— BEGIN —
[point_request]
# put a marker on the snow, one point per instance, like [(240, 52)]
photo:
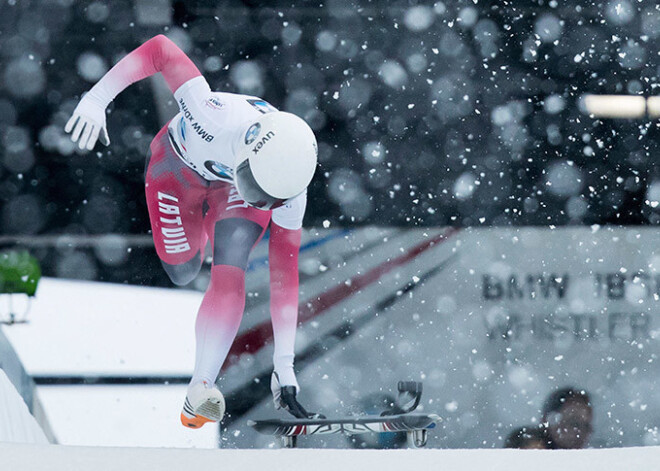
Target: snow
[(68, 458)]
— END —
#### Objective
Quote every line of the item above verbatim, leaving the picture out.

#### Answer below
[point_request]
# put a marker on the snow, one point per instance, like [(240, 52)]
photo:
Target: snow
[(68, 458)]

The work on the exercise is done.